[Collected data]
****
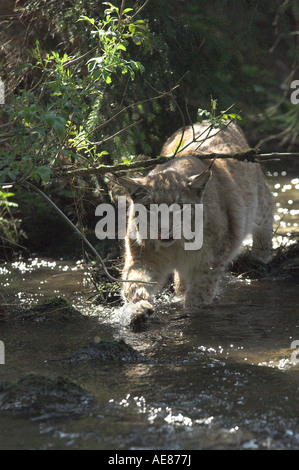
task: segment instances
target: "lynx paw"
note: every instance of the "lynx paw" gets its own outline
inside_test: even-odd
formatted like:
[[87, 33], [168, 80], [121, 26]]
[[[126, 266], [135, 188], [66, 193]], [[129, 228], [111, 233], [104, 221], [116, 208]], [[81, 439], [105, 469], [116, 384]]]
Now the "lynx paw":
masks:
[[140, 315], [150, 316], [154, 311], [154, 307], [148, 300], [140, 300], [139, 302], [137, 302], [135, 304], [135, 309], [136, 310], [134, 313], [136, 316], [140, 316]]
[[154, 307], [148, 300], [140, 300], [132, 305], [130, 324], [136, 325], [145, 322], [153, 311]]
****
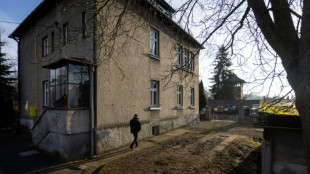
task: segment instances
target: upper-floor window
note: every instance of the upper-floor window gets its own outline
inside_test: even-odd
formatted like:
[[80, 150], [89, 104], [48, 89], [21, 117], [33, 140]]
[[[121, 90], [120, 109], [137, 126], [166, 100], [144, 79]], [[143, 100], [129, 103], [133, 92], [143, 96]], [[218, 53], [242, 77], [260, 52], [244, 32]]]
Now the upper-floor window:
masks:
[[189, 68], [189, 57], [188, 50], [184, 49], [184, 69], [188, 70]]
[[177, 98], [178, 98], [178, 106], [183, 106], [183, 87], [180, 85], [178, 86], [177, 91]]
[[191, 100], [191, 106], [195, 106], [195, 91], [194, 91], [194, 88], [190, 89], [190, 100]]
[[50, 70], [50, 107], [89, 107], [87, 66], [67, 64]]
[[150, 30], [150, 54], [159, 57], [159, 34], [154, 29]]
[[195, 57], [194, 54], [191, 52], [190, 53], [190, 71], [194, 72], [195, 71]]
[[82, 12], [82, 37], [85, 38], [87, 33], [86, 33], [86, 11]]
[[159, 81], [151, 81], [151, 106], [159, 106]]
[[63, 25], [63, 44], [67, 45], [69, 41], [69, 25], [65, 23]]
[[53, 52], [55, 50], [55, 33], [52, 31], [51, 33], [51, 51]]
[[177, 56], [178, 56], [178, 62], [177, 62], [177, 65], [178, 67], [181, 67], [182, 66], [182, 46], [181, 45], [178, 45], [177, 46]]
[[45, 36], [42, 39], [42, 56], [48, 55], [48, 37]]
****
**ABOUT THIS TASK:** Using only the entries above, output the line with "52], [244, 32]]]", the line with "Now the upper-floor", and all lines between them, exactly as they stand.

**REPLY TO THE EXERCISE:**
[[[121, 90], [120, 109], [137, 126], [166, 100], [144, 79]], [[143, 100], [129, 103], [133, 92], [143, 96]], [[218, 53], [242, 77], [260, 52], [244, 32]]]
Now the upper-floor window:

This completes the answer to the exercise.